Task directions:
Copy the records below word for word, from the first line to the last, and leave the pictures out.

** start **

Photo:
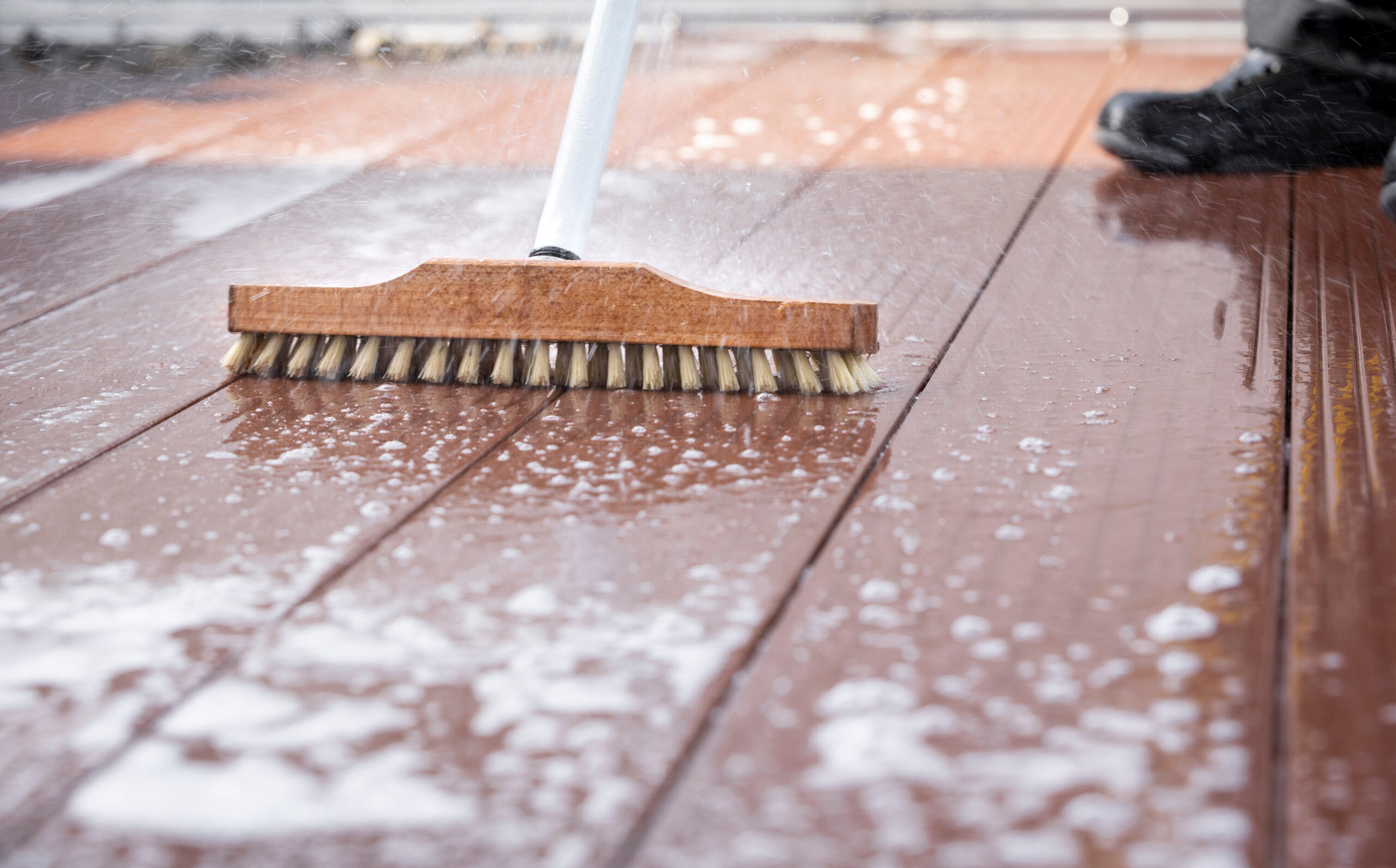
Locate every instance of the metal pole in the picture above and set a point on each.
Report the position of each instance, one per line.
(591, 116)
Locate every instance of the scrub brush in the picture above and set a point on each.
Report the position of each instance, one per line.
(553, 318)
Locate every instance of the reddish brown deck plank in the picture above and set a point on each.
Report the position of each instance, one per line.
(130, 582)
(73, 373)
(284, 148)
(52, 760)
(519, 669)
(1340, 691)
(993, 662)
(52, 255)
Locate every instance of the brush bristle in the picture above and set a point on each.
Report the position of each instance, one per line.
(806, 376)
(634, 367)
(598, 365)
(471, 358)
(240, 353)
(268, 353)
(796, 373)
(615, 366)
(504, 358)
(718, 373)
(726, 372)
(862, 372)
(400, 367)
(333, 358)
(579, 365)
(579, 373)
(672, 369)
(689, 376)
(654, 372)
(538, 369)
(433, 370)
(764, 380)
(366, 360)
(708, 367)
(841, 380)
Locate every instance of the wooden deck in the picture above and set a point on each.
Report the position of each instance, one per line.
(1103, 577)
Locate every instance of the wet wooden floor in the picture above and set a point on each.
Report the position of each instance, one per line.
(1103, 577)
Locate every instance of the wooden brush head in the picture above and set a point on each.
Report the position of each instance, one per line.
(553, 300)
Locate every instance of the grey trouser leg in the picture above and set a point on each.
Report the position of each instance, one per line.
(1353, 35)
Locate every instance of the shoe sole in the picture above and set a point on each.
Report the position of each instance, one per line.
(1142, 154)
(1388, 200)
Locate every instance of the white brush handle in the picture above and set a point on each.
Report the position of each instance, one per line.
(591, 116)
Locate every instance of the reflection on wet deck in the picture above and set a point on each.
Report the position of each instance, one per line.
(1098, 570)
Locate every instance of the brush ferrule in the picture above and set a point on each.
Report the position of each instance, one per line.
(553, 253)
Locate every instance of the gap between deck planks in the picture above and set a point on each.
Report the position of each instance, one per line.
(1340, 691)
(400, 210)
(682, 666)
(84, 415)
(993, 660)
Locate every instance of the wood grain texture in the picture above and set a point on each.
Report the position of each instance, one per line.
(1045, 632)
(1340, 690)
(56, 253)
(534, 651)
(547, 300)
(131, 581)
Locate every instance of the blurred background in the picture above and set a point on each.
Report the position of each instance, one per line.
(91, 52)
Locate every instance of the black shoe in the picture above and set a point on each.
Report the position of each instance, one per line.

** end **

Final result:
Photo:
Locate every instance of the metal pole in the picture above and set a point on each.
Report the position of each instance, one per line.
(591, 116)
Locate every instance of the scrub brush in the picture above and set a point on each.
Report the position of each instance, one per line.
(553, 318)
Locate every instance of the reddish brown deck plank in the picture above and set a point on each.
Report the position of each instance, one per line.
(130, 582)
(73, 373)
(284, 148)
(52, 760)
(519, 669)
(1340, 691)
(993, 662)
(52, 255)
Locate every instance of the brush bristle in the picture above and set a point on each.
Report the position of each instance, one per line.
(806, 376)
(634, 367)
(598, 365)
(471, 358)
(240, 353)
(268, 353)
(796, 373)
(615, 366)
(504, 358)
(718, 373)
(726, 372)
(862, 372)
(400, 367)
(333, 358)
(579, 365)
(579, 373)
(672, 369)
(689, 376)
(654, 372)
(538, 369)
(433, 370)
(764, 380)
(366, 360)
(708, 367)
(841, 380)
Locate every instance of the wooden deck in the picture above and set a point on each.
Report the position of each instance, one per line.
(1103, 577)
Locate every instance of the wet wooden floor in the picture above and set a point on each.
Report the position of each instance, one per line.
(1103, 577)
Locate every instance of the wooden brush head in the picture above and set a point on each.
Report the position of each instance, one per line.
(553, 300)
Locate every instance of the grey trouser leg in the picture above and set a point on each.
Report the position of each instance, one per line.
(1353, 35)
Locate every instance of the shoe sole in the picture above and set a point on each.
Report the position of each instance, one per line.
(1142, 154)
(1388, 200)
Locate every instance of the white brush handle in the picture above and set a point on each.
Report the position of each instance, one per line.
(591, 116)
Locate every instance of the reflection on wet deck in the picture above and set a point on each.
Report the position of each instance, one per line.
(1098, 570)
Locate every instance of the brush ferrule in the picture above and set a point on each.
Report the position of each instance, one per line.
(553, 253)
Locate every instance of the gap between deck planks in the picture above and set a point on each.
Report the position of each instance, one per line.
(1340, 691)
(400, 210)
(682, 666)
(84, 415)
(993, 660)
Locate every instance of the wood grain texture in the picture above and set a point on each.
Report the position of each instance, one per line.
(1045, 632)
(1340, 690)
(56, 253)
(534, 651)
(547, 300)
(131, 581)
Locate every instance of the blurred background in the picture above and set a point on each.
Report the position of each instance, one per line.
(91, 52)
Locate every instance of the black shoe in the picture above and set a point on each.
Report the position of each instance, one per line.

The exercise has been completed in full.